Giornalista da quasi vent’anni, due persone hanno segnato il tuo percorso:
Giovanni Minoli e Michele Cucuzza. Cosa hai imparato da loro?
«A Minoli devo tantissimo. Ripeto sempre ai miei colleghi del
Tg3 che la mia
fortuna è stata proprio quella di cominciare con lui, a Mixer, ai primi
degli anni ’90, quando non c’era ancora l’esigenza degli ascolti e 4 milioni e
mezzo di persone ci seguivano. Giovanni mi ha trasmesso grinta, determinazione,
la sensibilità di capire le persone che intervisti e soprattutto raccontare il
Paese attraverso le immagini, una cosa che da tempo non si fa più. Con Michele,
e i suoi due autori, Daniel Toaff e Walter Preci, ho invece appreso un’altra
strada, quella dell’immediatezza, della diretta. Arrivare sul posto mezz’ora
prima della trasmissione e scovare le storie in modo diverso da quello che avevo
fatto con Giovanni; la cosa mi è tornata utile passando al Tg e dovendo
giocoforza imparare a sintetizzare».
Da un anno hai come ‘direttora’ Bianca Berlinguer: è una strada che le testate dovrebbero seguire?

▶ _Compito da svolgere_
Per favore, traduci in inglese questa frase dell'estratto: «Con Michele, e i suoi due autori, Daniel Toaff e Walter Preci, ho invece appreso un'altra strada, quella dell'immediatezza, della diretta.»

[Estratti da dati di annotazione a punti]

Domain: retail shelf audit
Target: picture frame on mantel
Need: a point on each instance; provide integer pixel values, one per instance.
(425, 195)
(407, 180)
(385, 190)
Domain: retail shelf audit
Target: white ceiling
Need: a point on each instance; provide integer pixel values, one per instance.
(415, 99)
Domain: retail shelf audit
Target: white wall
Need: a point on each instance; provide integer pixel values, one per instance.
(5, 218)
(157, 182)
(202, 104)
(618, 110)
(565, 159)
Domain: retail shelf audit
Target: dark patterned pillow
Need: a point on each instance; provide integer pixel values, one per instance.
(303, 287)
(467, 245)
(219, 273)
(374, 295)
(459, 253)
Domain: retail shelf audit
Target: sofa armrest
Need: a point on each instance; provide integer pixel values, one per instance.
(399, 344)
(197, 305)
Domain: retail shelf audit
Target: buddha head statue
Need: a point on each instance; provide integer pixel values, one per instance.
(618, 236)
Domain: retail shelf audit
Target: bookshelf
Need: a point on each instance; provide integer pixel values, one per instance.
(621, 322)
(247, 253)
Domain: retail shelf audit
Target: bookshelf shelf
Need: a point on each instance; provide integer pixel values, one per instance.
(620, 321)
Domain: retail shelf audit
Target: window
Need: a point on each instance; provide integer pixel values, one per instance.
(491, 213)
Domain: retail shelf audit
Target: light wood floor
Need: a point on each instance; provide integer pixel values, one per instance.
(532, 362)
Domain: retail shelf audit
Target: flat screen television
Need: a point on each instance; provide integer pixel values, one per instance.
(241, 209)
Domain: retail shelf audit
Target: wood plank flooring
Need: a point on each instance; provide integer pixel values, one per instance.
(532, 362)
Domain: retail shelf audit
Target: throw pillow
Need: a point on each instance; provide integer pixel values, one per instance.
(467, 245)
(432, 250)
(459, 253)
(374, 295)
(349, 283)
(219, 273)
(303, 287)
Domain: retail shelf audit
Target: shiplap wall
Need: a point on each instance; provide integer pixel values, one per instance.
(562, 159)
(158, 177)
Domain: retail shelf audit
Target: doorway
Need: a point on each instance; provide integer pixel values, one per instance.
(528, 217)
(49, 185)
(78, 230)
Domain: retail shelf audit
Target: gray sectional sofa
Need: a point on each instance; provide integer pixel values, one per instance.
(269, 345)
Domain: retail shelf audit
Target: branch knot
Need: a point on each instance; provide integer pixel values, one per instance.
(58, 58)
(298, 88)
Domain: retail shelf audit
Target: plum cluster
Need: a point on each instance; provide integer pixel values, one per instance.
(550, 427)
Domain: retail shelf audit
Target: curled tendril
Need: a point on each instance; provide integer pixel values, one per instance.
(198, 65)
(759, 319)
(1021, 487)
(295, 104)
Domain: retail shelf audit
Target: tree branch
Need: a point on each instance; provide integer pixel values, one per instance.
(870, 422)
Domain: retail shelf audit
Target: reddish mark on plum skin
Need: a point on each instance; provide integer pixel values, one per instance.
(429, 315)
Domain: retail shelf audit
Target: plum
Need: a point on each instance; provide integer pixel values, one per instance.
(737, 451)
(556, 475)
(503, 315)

▶ _Soluzione_
With Michele, and his two writers, Daniel Toaff and Walter Preci, I instead learned another path, that of immediacy, of live broadcasting.